### Passage shown

-- -- --

“Korea: Where the American Century Began” by Michael Pembroke

Korea: Where the American Century Began, Michael Pembroke (OneWorld, August 2018; Hardie Grant, February 2018) Korea: Where the American Century Began, Michael Pembroke (OneWorld, August 2018; Hardie Grant, February 2018)

The hinge around which Michael Pembroke’s Korea: Where the American Century Began turns is Washington and General Douglas MacArthur’s hubris and overreach barely more than three months into the Korean war. After the North’s invasion on 25 June 1950 that threatened to overwhelm the South, the UN had dutifully instructed Pyongyang that it must withdraw its forces back north of the 38th parallel and that any failure to do so would necessitate UN Command intervening to restore the status-quo ante. That was all neatly accomplished by the end of September after the US’s landing at Incheon had ripped the North’s supply lines apart and shattered their troops ability to continue the onslaught. Yet unilaterally without the authority of the UN—or even informing their British Allies, the backbone of the “coalition of the willing”—Washington rewrote the rules and turned the conflict into a surrogate “war of civilizations”. On 30 September, MacArthur’s troops crossed into the North despite the strict limits imposed by the UN mandate. A Korean civil war became an American War with China.

-- -- --

### Given records

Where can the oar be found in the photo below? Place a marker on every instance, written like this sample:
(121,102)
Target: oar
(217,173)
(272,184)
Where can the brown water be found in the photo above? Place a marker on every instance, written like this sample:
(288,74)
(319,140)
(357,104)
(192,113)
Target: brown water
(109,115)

-- -- --

Can you extend the review of Michael Pembroke's book on the Korean War with a few more paragraphs, picking up after its closing sentence about a Korean civil war becoming an American war with China?

As Pembroke explains, Beijing had repeatedly signaled that an invasion of the North would be treated as a threat to China’s integrity and it would have no alternative but to intervene. The US leadership’s cocktail of arrogance and condescension, naivete and racism was lethal, blinding them to an enemy they neither understood nor respected. The result was a debacle. While US forces tried to race each other to the Yalu river along the flanks of the North’s mountainous central spine Beijing was infiltrating 200,000 “volunteers” into the North. When the two sides finally met and clashed the US’s soldiers “bugged out”. To lose Seoul once was unfortunate, to lose Seoul twice was incompetence. Yet on 4 January, Seoul fell to the North again.

The US fought back and by the end of March to all intents and purposes everyone was back where they started. The Chinese had seen the weaknesses of US troops. In the main they were unmotivated, inexperienced, unimaginative and “soft”. They learnt and hardened over time to the cost of those that died, but their “fifth column” was unmatchable technology and seemingly infinite resources that rebalanced the military equation to put the two on an equal footing.

One consequence was for the people of the South the war was effectively over after nine months but continued for a further long two years in the North. From the first weeks of the war the US had total air superiority, only marginally troubled by Russian piloted MiG-15s protecting the Yalu’s bridges in the North West. Thus there was for Washington the ability to conduct a relentless but leisurely bombing campaign to exert “maximum pressure” in an attempt to force concessions from the North. There is an unconfirmed claim that early in the war Pyongyang launched one abortive bombing raid. In contrast US planes flew over a million sorties dropping 635,000 tonnes of bombs compared to the 503,000 tonnes dropped in the Pacific theatre during the whole of the World War II.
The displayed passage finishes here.